• Data supplied:
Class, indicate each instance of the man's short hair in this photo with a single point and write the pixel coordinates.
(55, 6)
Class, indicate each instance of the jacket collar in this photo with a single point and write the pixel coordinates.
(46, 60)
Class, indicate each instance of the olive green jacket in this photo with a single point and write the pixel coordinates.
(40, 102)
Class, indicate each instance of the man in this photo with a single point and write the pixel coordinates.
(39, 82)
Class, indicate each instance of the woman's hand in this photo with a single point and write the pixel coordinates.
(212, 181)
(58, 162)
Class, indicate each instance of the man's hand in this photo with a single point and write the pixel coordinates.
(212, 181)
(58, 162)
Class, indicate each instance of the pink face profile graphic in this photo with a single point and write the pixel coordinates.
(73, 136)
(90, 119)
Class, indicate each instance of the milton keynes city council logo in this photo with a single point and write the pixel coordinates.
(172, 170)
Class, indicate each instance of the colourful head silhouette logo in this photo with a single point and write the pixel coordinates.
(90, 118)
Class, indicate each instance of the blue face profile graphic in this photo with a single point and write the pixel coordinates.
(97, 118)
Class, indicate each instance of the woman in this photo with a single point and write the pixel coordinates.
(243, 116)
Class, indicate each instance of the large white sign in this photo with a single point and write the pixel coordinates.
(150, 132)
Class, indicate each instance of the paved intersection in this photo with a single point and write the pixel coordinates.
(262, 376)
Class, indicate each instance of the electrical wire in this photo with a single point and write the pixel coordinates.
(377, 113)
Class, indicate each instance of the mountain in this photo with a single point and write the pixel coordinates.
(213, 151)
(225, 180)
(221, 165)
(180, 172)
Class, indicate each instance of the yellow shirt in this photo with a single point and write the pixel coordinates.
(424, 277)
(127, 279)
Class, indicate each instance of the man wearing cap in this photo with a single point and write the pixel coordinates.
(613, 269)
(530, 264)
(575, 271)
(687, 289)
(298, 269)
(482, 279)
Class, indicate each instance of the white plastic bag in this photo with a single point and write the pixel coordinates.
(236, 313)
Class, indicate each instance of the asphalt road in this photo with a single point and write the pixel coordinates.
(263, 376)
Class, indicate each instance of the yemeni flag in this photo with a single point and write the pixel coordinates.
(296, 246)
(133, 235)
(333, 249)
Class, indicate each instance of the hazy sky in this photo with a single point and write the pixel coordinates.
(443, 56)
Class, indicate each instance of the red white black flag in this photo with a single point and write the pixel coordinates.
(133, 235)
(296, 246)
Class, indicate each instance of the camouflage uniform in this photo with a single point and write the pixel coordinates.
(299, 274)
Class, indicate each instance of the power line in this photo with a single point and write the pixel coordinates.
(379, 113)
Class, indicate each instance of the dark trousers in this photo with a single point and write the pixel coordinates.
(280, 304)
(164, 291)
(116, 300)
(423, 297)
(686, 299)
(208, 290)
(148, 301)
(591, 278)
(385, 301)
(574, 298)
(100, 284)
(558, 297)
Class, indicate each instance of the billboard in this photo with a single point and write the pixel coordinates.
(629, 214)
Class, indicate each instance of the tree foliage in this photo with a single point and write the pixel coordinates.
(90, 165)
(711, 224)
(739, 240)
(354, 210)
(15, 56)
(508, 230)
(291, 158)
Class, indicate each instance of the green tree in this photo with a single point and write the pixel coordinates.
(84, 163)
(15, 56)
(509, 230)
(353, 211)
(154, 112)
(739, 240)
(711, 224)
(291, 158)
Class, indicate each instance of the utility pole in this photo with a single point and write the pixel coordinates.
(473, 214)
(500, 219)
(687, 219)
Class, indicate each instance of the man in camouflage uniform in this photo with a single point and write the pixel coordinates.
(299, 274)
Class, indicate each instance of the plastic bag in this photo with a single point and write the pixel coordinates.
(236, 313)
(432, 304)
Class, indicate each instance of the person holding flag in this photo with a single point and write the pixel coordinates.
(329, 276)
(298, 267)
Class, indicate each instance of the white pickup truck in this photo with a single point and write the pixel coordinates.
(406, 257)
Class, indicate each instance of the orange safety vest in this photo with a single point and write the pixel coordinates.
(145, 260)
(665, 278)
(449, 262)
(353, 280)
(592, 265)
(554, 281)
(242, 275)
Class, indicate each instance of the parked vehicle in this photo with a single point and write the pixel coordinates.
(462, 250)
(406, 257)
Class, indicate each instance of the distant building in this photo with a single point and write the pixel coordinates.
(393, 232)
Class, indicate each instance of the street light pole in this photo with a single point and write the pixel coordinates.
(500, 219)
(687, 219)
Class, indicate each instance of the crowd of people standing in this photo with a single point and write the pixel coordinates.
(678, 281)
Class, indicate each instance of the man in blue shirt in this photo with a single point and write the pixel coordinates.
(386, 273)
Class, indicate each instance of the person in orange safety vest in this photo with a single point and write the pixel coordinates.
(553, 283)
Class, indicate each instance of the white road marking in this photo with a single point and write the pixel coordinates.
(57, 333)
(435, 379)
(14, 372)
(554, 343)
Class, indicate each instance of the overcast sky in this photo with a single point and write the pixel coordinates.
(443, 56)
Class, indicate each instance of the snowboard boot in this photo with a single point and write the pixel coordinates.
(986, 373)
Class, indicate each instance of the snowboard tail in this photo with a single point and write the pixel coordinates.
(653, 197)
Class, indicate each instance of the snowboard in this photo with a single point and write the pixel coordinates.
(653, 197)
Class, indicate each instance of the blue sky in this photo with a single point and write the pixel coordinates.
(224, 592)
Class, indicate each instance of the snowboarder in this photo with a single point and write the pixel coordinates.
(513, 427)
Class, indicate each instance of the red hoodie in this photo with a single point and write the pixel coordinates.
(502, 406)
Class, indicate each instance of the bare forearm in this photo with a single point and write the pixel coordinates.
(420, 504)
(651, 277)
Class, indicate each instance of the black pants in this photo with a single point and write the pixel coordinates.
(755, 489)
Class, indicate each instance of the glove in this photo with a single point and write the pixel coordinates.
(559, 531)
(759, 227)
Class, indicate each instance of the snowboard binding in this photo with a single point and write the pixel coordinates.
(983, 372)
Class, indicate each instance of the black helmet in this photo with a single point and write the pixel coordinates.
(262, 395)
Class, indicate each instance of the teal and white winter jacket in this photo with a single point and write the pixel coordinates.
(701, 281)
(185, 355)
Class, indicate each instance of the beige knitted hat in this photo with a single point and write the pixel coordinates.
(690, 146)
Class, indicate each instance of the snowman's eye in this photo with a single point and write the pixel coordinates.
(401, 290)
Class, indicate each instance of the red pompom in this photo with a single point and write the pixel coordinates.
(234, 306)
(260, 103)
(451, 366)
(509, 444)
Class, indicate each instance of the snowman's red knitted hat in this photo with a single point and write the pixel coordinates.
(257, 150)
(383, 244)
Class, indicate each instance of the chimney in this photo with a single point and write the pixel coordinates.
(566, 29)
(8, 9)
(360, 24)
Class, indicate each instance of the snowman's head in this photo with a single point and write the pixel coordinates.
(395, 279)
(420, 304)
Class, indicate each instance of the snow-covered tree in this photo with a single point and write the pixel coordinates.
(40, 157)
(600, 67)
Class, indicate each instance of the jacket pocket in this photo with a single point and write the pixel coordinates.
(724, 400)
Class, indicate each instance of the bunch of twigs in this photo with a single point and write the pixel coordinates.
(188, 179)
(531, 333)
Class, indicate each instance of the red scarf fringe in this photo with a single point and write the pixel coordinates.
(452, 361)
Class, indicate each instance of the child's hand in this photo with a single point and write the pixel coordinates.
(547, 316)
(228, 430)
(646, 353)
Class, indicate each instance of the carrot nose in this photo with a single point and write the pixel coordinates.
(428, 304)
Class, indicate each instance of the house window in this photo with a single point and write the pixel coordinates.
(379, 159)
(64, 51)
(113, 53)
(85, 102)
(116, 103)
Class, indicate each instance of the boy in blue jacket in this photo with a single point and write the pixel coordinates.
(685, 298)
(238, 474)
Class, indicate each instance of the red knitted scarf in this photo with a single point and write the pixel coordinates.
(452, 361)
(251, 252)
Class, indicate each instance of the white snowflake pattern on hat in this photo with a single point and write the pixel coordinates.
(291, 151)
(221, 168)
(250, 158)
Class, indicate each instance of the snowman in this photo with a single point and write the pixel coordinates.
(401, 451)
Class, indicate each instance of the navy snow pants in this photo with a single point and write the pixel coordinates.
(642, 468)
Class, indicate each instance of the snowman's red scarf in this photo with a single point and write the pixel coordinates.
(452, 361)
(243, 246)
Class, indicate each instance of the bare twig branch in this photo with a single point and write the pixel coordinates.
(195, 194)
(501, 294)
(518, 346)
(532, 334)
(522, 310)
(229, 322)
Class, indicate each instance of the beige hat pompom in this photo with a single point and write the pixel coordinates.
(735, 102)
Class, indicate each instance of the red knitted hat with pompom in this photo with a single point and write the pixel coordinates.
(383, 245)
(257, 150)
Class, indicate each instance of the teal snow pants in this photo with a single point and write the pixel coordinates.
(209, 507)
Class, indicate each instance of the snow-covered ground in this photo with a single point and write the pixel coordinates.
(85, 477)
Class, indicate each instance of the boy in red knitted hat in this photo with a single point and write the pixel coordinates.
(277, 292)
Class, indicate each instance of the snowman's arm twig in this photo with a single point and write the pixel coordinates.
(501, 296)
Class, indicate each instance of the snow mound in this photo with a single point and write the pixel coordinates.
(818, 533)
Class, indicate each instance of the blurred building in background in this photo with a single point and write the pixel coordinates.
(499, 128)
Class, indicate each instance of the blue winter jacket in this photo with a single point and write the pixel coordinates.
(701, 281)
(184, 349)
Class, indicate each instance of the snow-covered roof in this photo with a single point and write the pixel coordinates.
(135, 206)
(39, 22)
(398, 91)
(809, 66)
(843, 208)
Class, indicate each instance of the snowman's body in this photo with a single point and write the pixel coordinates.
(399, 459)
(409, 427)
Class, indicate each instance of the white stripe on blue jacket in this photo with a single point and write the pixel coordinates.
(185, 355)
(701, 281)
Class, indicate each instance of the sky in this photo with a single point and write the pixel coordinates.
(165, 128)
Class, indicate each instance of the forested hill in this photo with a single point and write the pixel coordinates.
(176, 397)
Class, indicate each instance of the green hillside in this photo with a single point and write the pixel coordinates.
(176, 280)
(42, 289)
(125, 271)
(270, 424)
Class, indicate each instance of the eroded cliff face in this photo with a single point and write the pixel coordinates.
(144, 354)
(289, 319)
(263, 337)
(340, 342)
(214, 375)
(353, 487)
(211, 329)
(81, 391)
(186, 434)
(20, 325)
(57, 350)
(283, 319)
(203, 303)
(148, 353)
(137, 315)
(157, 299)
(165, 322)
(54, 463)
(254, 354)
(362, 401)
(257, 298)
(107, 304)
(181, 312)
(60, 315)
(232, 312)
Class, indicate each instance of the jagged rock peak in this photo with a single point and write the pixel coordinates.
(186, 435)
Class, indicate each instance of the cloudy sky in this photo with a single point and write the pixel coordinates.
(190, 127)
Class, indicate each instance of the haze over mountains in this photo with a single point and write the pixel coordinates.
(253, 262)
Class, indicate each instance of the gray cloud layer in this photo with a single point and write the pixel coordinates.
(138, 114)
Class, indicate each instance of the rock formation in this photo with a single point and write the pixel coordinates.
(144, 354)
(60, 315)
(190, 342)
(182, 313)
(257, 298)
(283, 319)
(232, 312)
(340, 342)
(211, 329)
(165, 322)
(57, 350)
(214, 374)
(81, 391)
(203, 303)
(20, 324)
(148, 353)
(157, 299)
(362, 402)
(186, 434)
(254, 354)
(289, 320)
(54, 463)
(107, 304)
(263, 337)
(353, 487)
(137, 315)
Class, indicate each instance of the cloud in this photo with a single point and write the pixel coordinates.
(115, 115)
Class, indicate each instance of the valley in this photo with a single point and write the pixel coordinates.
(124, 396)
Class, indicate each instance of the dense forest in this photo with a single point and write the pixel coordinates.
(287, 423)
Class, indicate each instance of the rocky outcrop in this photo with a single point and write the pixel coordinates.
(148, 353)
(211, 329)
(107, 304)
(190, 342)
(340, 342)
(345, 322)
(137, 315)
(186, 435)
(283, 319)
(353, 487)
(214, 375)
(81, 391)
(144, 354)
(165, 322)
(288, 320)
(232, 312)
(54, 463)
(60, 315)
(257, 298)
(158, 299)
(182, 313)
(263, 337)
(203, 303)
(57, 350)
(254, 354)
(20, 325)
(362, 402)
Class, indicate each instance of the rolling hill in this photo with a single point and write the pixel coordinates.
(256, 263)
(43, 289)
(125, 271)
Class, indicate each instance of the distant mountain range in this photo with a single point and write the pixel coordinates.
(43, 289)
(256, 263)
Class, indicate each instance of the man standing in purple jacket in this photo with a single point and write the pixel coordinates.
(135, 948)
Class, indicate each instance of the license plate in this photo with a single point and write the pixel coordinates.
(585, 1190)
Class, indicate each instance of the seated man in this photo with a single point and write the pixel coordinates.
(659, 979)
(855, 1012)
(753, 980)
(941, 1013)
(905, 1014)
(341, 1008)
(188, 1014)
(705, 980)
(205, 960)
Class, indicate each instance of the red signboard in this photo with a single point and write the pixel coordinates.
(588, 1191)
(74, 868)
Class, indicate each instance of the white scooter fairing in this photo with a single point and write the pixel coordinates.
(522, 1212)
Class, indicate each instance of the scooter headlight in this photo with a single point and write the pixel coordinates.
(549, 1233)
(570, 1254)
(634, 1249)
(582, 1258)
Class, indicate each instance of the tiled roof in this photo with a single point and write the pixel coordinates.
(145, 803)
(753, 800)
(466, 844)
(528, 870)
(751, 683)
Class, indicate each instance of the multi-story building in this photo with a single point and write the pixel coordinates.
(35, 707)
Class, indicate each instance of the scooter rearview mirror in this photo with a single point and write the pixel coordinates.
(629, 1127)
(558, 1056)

• Work instruction: From the line holding "Class, indicate each instance of the scooter rearview" down to the final line above, quote every line exactly and only those lines.

• Exercise response:
Class, indicate each instance of the scooter rearview mirror in this photo with a single point and write the pixel coordinates.
(629, 1127)
(558, 1056)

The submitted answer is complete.